▶ Task to complete: Copy the lines below word for word, starting with the line that contains "Could you identify the green" and continuing through the last line.

---------- Given data

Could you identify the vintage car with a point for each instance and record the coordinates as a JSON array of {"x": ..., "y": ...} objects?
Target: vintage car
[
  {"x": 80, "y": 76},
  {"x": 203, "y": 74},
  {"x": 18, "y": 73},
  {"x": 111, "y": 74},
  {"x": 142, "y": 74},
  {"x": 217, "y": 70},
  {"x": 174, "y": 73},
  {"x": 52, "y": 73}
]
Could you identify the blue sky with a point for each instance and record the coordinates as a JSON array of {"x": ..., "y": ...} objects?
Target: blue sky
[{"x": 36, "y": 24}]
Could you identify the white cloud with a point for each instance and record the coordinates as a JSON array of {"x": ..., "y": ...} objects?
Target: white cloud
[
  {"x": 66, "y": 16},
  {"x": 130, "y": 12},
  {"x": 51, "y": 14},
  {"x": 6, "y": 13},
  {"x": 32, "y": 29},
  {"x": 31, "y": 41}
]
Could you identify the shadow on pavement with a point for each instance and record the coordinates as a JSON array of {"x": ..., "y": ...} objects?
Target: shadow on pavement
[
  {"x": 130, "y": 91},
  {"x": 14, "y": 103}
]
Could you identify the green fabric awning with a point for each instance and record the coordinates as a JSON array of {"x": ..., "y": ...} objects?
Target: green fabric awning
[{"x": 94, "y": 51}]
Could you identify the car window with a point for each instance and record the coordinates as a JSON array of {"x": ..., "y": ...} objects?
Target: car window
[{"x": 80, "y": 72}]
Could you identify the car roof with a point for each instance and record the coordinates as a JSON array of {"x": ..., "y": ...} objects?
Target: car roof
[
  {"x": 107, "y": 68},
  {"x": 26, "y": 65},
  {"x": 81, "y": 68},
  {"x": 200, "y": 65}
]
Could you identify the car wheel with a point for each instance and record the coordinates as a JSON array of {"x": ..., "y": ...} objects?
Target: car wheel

--------------------

▶ Solution to this exercise:
Could you identify the green fabric awning with a point for each instance and record the coordinates as a JSON array of {"x": ..., "y": ...} objects?
Target: green fabric awning
[{"x": 94, "y": 51}]
Could you identify the car window with a point for each instance and record the coordinates as a JSON array of {"x": ..., "y": ...} objects?
Target: car window
[{"x": 80, "y": 72}]
Could you identify the car roof with a point for each instance and record the coordinates as a JSON array of {"x": ..., "y": ...} objects?
Target: car roof
[
  {"x": 107, "y": 68},
  {"x": 26, "y": 65},
  {"x": 81, "y": 68},
  {"x": 200, "y": 65}
]
Could you identify the car wheel with a point for each instance and record the coordinates as a JSON array of {"x": ..., "y": ...} objects?
Target: car wheel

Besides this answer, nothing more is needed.